**SET TASK**
Copy out the text on the women's wakeboard competition at the 2017 World Games, word for word and in full.

**TEXT EXTRACT**
--
- Venue: Old Odra River, Wrocław, Poland
- Dates: 25–27 July 2017
- Competitors: 12 from 9 nations

Medalists
| gold medal | Nicola Butler |
| silver medal | Erika Lang |
| bronze medal | Alice Virag |

= Water skiing at the 2017 World Games – Women's wakeboard =

2017 wakeboard competition

The women's wakeboard freestyle competition in water skiing at the 2017 World Games took place from 25 to 27 July 2017 at the Old Odra River in Wrocław, Poland.

==Competition format==
A total of 12 athletes entered the competition. In semifinals, two best athletes qualify for the final. Athletes who can't qualify through the semifinals take last chance qualifiers, from which the best athlete qualifies to the final.
--
**Labeled region data**
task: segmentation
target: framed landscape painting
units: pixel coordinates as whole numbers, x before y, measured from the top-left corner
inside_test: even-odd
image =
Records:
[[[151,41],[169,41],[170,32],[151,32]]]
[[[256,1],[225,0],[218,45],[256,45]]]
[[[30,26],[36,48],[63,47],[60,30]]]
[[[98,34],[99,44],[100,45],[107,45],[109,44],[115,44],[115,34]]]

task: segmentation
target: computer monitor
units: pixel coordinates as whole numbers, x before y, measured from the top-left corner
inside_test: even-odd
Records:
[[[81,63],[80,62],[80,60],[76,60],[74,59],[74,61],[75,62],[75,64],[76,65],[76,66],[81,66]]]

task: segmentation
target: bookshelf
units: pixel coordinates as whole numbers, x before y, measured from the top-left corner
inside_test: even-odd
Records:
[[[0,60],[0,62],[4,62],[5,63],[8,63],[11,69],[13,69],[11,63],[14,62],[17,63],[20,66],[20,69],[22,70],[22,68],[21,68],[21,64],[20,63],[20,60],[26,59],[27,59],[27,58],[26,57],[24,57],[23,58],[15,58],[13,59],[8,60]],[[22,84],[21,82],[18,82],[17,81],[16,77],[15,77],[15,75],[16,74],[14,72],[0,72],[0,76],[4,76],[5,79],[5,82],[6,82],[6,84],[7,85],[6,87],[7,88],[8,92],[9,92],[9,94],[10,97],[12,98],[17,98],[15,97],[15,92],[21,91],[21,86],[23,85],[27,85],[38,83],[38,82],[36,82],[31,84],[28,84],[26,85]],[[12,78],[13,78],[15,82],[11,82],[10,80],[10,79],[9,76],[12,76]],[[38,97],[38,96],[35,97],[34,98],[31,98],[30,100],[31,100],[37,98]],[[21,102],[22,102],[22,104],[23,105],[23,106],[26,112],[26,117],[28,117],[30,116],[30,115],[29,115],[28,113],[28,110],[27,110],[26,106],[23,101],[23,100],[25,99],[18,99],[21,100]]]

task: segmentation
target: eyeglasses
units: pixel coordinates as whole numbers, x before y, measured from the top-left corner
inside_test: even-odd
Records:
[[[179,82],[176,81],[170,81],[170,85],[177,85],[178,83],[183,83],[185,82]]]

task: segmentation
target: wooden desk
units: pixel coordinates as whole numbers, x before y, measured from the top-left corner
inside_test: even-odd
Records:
--
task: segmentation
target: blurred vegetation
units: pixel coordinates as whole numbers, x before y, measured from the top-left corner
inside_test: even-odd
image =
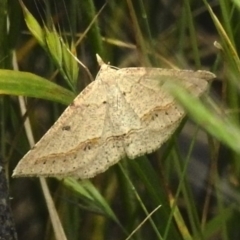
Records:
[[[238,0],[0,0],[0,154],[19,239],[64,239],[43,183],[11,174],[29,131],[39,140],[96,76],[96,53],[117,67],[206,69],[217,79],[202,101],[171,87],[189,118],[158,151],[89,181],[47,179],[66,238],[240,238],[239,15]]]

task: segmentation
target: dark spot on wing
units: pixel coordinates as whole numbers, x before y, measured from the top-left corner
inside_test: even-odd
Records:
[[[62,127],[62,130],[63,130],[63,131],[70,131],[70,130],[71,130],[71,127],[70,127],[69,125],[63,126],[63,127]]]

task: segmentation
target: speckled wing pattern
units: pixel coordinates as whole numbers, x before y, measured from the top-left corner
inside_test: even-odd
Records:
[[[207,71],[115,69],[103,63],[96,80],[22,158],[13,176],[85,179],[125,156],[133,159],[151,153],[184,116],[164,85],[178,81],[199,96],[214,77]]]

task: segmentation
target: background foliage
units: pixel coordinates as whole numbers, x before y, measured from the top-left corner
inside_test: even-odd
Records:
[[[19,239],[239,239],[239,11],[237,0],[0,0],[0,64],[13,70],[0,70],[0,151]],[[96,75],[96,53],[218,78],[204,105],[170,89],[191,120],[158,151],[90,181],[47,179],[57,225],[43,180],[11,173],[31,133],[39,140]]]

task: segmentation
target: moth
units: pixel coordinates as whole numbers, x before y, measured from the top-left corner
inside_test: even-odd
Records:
--
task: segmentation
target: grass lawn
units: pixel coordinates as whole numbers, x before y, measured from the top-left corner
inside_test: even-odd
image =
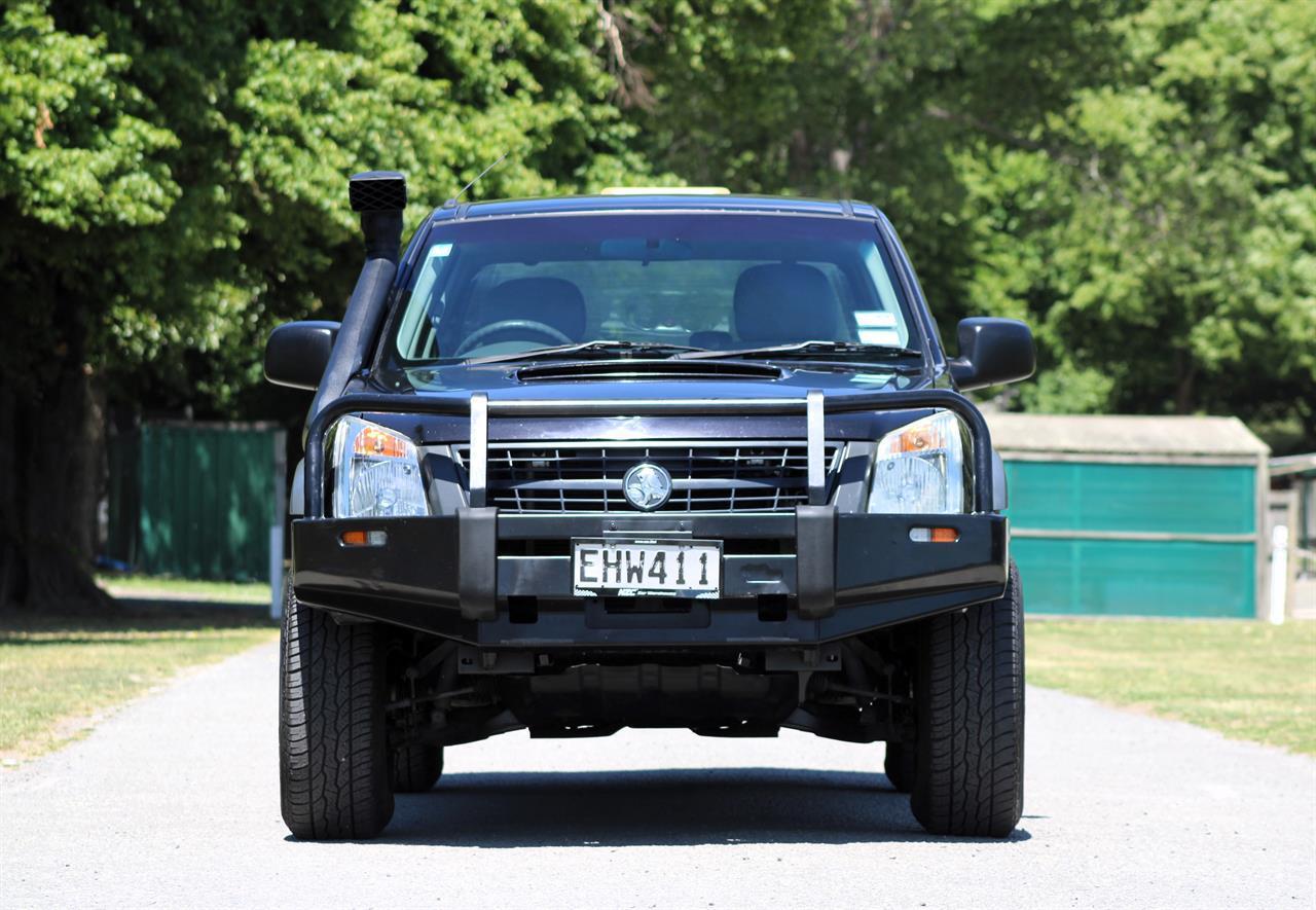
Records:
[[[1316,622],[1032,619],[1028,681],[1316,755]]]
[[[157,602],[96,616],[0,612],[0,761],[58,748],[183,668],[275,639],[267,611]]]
--
**EXPECTED ANSWER**
- Venue: Old Odra River, Wrocław, Poland
- Dates: 25–27 July 2017
- Competitors: 12 from 9 nations

Medalists
| gold medal | Nicola Butler |
| silver medal | Erika Lang |
| bronze medal | Alice Virag |

= Water skiing at the 2017 World Games – Women's wakeboard =

2017 wakeboard competition

The women's wakeboard freestyle competition in water skiing at the 2017 World Games took place from 25 to 27 July 2017 at the Old Odra River in Wrocław, Poland.

==Competition format==
A total of 12 athletes entered the competition. In semifinals, two best athletes qualify for the final. Athletes who can't qualify through the semifinals take last chance qualifiers, from which the best athlete qualifies to the final.